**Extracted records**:
- - -
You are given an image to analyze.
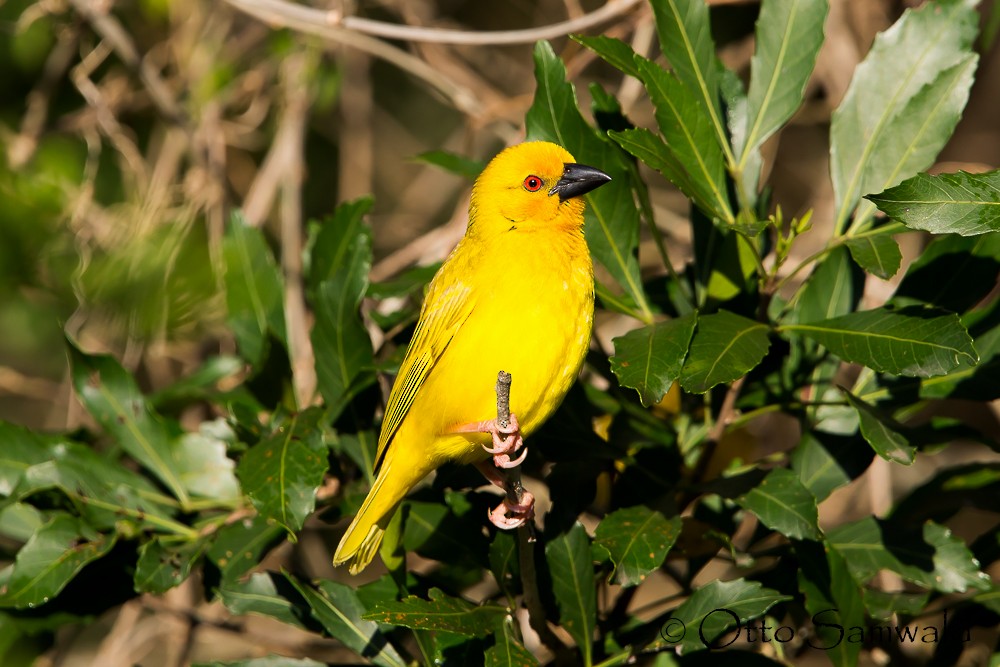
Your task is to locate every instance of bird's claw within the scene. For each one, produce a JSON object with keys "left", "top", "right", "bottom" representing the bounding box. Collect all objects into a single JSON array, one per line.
[{"left": 489, "top": 491, "right": 535, "bottom": 530}]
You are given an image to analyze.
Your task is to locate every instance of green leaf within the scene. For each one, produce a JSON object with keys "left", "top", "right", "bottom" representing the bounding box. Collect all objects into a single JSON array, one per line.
[
  {"left": 0, "top": 421, "right": 58, "bottom": 496},
  {"left": 827, "top": 516, "right": 991, "bottom": 593},
  {"left": 0, "top": 514, "right": 116, "bottom": 609},
  {"left": 795, "top": 542, "right": 865, "bottom": 667},
  {"left": 309, "top": 199, "right": 375, "bottom": 419},
  {"left": 651, "top": 0, "right": 729, "bottom": 157},
  {"left": 545, "top": 522, "right": 597, "bottom": 666},
  {"left": 483, "top": 614, "right": 538, "bottom": 667},
  {"left": 865, "top": 170, "right": 1000, "bottom": 236},
  {"left": 67, "top": 339, "right": 190, "bottom": 507},
  {"left": 737, "top": 468, "right": 820, "bottom": 540},
  {"left": 237, "top": 413, "right": 329, "bottom": 535},
  {"left": 133, "top": 537, "right": 207, "bottom": 595},
  {"left": 594, "top": 505, "right": 681, "bottom": 588},
  {"left": 208, "top": 514, "right": 285, "bottom": 587},
  {"left": 285, "top": 573, "right": 406, "bottom": 667},
  {"left": 844, "top": 390, "right": 917, "bottom": 465},
  {"left": 733, "top": 0, "right": 829, "bottom": 167},
  {"left": 12, "top": 442, "right": 186, "bottom": 539},
  {"left": 892, "top": 234, "right": 1000, "bottom": 314},
  {"left": 671, "top": 579, "right": 791, "bottom": 653},
  {"left": 222, "top": 212, "right": 286, "bottom": 366},
  {"left": 611, "top": 313, "right": 698, "bottom": 406},
  {"left": 780, "top": 308, "right": 978, "bottom": 377},
  {"left": 680, "top": 310, "right": 771, "bottom": 394},
  {"left": 525, "top": 42, "right": 652, "bottom": 319},
  {"left": 219, "top": 572, "right": 306, "bottom": 630},
  {"left": 414, "top": 151, "right": 486, "bottom": 180},
  {"left": 830, "top": 0, "right": 977, "bottom": 231},
  {"left": 846, "top": 234, "right": 903, "bottom": 280},
  {"left": 636, "top": 56, "right": 734, "bottom": 223},
  {"left": 364, "top": 588, "right": 507, "bottom": 637}
]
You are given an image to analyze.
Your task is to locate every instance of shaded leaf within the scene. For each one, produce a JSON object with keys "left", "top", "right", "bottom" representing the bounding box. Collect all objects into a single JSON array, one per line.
- - -
Please give only the number of lines in the material that contain the word "leaf".

2